While DevOps may seem like a simple integration of two functional roles, measuring the results of a newly established DevOps initiative can be challenging. Essentially, you’re forming new teams with new responsibilities, which can boost risk and frustration if things aren’t well managed.
This is why it’s vital to have end-to-end visibility for your applications, infrastructure, reliability, and team health in your DevOps environment. Sharing key performance metrics with all stakeholders in your digital business lets everyone monitor your DevOps efforts and prove success at every stage. Leaders benefit from knowing that everyone is aligned and moving forward towards the same goals. And shared insights help teammates collaborate easier and quicker.
DevOps teams work tirelessly to catch problems quickly, ideally before they manifest and affect customers. They do so by tracking and monitoring a number of key application performance and infrastructure metrics. These metrics should be relevant to both software developers and operations engineers in DevOps organizations.
Apdex is a measurement of your customers' satisfaction with the response time of web applications and services. Specifically, it measures the ratio of satisfactory response times to unsatisfactory—or worse—response times. The response time begins when a customer makes a request and ends when the request is complete.

========================================

From the DevOps text:
(a) What does Apdex measure?
(b) When does the response time begin and end?
(c) Who should find the tracked metrics relevant?
Answer using only the DevOps text.

**SOURCE INFORMATION**
========================================

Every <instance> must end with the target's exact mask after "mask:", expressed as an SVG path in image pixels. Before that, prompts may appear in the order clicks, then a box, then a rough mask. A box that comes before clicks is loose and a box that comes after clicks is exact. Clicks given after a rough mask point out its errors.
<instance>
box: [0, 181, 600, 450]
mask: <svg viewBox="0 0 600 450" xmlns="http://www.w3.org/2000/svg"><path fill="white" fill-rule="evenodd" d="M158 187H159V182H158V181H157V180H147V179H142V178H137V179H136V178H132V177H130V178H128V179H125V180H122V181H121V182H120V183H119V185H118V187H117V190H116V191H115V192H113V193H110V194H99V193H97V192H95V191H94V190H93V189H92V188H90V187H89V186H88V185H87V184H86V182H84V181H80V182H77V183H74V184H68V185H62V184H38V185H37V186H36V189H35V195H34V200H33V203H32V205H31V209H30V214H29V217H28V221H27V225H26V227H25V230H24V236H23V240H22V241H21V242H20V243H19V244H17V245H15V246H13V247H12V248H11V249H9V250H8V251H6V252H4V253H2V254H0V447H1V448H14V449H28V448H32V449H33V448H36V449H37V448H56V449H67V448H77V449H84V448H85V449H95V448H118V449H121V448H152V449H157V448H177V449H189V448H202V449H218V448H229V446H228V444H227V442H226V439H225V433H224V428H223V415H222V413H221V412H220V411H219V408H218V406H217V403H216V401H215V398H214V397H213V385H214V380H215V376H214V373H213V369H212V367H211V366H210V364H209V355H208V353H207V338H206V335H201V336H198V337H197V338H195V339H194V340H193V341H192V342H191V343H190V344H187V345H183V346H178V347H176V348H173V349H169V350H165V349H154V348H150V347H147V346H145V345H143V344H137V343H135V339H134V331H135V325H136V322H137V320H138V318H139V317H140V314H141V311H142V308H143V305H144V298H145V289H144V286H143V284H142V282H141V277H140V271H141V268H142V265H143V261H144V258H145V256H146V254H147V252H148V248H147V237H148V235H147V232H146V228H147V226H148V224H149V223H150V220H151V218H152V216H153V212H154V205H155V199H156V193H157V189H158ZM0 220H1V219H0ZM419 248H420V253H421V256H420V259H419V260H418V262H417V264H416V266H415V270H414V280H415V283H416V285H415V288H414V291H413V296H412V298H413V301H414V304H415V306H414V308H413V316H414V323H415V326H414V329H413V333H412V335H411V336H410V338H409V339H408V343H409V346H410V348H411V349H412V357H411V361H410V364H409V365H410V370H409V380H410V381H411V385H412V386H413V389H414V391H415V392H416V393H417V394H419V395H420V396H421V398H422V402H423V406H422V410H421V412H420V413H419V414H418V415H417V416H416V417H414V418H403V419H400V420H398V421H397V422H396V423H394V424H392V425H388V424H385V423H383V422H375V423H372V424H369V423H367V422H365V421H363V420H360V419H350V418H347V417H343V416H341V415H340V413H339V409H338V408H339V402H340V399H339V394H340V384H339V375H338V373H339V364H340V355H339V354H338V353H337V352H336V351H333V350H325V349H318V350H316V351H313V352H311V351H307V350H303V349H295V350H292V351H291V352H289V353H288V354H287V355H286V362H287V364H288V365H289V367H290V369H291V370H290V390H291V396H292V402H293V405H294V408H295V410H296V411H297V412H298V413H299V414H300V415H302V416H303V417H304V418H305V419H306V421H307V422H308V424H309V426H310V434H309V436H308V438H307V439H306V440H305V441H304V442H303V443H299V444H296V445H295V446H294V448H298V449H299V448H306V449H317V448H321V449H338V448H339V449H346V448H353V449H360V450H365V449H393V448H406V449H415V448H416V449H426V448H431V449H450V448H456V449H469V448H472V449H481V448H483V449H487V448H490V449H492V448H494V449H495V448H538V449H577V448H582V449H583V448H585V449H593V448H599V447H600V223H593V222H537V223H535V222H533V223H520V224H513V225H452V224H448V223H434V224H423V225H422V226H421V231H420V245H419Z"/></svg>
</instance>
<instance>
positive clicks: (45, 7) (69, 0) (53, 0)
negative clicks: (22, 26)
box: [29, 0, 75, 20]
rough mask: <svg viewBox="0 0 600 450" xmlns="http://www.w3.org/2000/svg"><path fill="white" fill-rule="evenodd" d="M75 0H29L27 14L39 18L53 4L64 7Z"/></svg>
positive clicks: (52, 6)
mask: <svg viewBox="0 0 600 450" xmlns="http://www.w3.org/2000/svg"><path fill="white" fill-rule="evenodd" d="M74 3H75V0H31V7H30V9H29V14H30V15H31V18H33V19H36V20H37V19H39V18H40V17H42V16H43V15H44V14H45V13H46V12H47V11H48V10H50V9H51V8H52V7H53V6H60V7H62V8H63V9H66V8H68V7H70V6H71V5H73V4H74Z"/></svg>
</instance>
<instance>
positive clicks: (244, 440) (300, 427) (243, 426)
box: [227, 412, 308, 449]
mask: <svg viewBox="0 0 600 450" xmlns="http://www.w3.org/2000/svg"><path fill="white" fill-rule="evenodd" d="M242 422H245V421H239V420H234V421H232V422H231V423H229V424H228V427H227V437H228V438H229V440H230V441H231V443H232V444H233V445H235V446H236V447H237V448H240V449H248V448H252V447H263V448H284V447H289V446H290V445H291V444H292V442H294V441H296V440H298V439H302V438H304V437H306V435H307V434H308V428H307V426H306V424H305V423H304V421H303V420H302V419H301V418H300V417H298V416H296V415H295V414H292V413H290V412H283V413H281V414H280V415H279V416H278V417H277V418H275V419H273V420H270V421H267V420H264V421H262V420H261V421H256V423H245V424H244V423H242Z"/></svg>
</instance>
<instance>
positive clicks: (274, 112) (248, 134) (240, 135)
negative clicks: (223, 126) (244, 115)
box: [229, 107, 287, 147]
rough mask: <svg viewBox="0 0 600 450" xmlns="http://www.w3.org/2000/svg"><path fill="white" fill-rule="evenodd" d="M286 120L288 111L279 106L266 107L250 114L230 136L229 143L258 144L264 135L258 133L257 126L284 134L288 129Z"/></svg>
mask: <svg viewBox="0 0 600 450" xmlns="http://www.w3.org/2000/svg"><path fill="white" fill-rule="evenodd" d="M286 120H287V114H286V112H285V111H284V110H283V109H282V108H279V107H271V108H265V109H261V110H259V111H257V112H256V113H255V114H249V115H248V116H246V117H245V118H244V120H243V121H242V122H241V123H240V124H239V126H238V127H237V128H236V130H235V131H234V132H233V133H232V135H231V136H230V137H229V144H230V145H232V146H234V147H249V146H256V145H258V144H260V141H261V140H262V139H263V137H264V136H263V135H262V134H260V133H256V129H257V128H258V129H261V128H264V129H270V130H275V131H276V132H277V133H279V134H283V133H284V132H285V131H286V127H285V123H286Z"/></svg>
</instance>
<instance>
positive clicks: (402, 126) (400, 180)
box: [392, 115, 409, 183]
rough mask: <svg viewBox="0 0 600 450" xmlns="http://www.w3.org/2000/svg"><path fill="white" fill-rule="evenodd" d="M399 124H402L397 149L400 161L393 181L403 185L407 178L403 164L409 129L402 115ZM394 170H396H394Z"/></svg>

========================================

**EXERCISE OUTPUT**
(a) Apdex measures customers' satisfaction with the response time of web applications and services, specifically the ratio of satisfactory response times to unsatisfactory or worse ones.
(b) It begins when a customer makes a request and ends when the request is complete.
(c) Both software developers and operations engineers in DevOps organizations.